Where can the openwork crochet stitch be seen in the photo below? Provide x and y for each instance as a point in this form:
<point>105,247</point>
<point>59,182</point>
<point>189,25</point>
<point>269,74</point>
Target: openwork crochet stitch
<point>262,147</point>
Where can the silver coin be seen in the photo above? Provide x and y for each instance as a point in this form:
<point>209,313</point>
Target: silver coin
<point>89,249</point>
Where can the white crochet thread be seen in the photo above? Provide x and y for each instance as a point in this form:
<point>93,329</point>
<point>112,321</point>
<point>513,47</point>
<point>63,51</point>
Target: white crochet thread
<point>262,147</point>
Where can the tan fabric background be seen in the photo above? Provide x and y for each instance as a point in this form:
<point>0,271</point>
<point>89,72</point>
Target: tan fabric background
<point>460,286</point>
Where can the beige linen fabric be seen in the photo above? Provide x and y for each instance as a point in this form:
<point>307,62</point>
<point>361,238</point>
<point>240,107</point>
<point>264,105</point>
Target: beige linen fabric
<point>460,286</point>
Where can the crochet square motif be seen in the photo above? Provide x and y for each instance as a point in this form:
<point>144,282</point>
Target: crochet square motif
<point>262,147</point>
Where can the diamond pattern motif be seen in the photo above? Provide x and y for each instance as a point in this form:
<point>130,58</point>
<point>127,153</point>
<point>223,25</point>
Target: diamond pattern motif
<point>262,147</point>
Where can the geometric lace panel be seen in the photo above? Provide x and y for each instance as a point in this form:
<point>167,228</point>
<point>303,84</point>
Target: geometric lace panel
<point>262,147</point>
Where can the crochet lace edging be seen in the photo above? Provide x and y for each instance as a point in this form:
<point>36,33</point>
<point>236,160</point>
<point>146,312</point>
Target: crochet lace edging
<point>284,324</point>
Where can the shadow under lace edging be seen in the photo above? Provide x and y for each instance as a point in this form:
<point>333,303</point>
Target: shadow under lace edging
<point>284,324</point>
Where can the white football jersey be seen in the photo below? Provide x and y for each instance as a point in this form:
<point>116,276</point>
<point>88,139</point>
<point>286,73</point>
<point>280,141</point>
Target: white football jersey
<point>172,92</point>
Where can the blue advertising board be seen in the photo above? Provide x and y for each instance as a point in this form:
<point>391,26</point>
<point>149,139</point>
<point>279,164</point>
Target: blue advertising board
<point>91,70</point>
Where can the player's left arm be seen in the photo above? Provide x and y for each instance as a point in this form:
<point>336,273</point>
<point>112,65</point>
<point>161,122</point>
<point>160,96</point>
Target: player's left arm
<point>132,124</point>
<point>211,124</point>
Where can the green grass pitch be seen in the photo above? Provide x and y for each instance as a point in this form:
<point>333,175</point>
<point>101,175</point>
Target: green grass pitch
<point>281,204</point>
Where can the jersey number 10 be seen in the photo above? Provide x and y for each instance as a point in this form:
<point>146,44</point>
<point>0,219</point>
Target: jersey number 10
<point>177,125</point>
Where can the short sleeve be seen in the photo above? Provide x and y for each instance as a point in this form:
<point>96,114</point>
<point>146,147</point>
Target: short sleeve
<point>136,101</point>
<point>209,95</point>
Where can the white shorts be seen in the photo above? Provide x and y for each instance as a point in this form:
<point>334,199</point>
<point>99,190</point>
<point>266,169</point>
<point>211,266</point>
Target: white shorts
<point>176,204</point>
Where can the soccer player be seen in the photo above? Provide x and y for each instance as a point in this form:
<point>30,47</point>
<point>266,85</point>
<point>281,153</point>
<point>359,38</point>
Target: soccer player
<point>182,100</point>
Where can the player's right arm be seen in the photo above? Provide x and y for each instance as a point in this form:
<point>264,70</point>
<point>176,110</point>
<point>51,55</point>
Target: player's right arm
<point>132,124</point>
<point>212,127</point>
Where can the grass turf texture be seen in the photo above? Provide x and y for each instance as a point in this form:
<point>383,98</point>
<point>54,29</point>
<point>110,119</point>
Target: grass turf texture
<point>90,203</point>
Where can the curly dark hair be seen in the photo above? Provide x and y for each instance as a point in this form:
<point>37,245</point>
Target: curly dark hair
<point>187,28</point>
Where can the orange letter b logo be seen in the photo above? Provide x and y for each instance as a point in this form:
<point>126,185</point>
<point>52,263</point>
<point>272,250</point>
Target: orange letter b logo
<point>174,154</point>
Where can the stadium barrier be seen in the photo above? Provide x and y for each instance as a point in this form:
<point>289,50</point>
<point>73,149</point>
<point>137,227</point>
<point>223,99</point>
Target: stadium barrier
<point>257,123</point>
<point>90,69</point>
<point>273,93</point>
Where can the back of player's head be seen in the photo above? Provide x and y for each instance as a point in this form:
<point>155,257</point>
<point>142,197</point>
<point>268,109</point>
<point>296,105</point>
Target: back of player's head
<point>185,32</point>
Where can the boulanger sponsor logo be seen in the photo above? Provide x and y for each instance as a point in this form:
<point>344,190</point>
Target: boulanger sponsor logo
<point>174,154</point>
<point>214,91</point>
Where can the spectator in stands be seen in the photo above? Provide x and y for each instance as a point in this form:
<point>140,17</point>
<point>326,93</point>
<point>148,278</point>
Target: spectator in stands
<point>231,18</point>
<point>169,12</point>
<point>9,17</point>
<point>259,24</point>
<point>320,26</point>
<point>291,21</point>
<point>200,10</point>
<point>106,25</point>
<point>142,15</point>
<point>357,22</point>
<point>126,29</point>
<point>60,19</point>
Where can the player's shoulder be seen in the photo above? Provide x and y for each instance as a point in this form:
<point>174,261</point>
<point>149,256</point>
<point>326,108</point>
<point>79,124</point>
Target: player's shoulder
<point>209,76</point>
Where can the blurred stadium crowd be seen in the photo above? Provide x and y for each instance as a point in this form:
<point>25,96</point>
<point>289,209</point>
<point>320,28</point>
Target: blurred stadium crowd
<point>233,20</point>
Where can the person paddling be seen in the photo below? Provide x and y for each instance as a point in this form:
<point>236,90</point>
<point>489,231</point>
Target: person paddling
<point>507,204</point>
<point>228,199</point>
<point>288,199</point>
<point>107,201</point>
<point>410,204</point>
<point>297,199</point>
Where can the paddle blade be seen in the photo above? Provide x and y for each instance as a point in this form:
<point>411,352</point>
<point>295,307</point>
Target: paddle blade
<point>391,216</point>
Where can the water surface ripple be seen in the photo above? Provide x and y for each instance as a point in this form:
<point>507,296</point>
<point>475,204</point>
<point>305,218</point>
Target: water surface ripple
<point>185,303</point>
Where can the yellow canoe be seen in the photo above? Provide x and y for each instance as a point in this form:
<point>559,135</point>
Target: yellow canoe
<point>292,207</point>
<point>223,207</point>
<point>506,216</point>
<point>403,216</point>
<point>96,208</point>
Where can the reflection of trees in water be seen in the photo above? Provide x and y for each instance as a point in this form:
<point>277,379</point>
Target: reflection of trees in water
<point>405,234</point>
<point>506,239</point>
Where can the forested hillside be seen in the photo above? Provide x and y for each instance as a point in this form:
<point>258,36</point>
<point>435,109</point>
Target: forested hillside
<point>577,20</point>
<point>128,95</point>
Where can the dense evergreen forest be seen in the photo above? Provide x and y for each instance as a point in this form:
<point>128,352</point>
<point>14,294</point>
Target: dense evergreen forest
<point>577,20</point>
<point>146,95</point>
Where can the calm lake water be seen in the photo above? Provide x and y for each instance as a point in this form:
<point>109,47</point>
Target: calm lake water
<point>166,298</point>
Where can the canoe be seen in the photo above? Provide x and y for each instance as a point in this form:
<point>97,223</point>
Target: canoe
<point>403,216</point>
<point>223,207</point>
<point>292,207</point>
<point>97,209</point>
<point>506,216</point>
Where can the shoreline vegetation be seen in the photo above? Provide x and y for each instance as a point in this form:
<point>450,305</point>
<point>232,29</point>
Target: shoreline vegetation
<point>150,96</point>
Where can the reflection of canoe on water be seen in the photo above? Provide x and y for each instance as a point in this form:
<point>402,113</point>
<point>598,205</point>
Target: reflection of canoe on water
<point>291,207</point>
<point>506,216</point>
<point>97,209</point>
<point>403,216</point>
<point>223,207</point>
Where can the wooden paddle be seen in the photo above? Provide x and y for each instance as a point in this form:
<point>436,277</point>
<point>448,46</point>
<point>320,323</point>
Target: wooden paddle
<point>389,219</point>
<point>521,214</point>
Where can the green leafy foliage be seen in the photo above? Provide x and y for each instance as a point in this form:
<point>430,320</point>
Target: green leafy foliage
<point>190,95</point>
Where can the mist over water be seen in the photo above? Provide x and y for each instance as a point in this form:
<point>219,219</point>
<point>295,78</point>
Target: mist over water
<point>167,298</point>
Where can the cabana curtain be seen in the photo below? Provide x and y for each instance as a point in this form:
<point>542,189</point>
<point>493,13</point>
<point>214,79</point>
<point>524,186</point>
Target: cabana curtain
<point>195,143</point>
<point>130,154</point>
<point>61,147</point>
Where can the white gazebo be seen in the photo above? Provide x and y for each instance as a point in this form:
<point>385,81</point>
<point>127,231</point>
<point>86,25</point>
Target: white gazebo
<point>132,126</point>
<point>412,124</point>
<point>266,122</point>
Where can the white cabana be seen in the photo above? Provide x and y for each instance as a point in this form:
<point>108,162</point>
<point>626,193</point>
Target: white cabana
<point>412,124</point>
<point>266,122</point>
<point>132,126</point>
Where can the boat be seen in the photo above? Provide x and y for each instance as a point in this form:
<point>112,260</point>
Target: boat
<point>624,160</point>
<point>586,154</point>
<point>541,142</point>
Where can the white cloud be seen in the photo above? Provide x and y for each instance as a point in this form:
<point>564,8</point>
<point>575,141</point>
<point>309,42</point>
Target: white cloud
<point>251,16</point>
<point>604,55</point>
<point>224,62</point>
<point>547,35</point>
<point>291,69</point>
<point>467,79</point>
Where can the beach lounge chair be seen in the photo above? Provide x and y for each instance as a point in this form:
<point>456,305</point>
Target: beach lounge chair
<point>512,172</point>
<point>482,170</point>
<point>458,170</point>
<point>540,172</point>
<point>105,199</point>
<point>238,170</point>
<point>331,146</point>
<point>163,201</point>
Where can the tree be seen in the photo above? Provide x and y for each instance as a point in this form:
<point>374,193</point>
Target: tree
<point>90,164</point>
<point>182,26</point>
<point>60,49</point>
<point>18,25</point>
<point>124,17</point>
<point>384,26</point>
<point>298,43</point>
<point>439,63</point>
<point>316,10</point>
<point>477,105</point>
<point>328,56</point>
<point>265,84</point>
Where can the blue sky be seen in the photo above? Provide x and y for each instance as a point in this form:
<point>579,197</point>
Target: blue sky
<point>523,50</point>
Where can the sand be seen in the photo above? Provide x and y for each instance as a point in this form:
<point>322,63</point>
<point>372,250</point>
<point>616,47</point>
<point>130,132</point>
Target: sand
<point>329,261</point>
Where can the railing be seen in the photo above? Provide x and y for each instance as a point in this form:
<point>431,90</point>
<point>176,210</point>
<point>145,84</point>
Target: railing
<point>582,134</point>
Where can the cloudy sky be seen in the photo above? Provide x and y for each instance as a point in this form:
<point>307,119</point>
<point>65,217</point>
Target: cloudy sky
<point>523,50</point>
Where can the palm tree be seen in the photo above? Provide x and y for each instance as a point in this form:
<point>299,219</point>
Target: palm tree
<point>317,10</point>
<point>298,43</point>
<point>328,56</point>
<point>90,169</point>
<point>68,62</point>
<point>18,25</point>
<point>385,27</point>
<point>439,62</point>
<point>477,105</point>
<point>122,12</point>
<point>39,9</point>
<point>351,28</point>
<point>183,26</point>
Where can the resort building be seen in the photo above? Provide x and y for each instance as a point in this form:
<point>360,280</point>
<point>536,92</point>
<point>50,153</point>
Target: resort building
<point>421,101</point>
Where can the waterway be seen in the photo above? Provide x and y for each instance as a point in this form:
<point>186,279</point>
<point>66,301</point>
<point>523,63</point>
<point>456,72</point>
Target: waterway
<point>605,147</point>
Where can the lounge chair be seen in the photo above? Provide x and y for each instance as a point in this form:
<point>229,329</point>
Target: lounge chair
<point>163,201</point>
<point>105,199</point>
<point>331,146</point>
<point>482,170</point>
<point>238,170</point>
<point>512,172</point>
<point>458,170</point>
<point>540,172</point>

**What is required**
Each line from the top of the material above, through the one that contains "Where can the diamond", should be restated word for word.

**Response for this exercise**
Where can the openwork crochet stitch be seen in the photo below? Provide x and y for each instance as a point in this form:
<point>105,247</point>
<point>59,182</point>
<point>189,25</point>
<point>269,74</point>
Target: openwork crochet stitch
<point>262,147</point>
Where can the silver coin be seen in the photo above? Provide x and y for each instance as a point in this form:
<point>209,313</point>
Target: silver coin
<point>89,249</point>
Where can the white crochet thread be seen in the photo above? Provide x and y for each instance as a point in this form:
<point>93,329</point>
<point>112,321</point>
<point>513,47</point>
<point>63,51</point>
Target: white crochet thread
<point>262,147</point>
Where can the tan fabric background be seen in the photo above? Provide x and y for each instance as a point in this form:
<point>0,271</point>
<point>89,72</point>
Target: tan fabric background
<point>460,286</point>
Where can the beige linen fabric be seen in the photo above? Provide x and y for each instance as a point in this form:
<point>307,62</point>
<point>361,238</point>
<point>240,107</point>
<point>264,105</point>
Target: beige linen fabric
<point>460,286</point>
Where can the crochet square motif be seen in the photo above? Provide x and y for each instance as a point in this form:
<point>144,282</point>
Target: crochet square motif
<point>262,147</point>
Where can the diamond pattern motif be seen in the photo above? Provide x and y for each instance as a point in this form:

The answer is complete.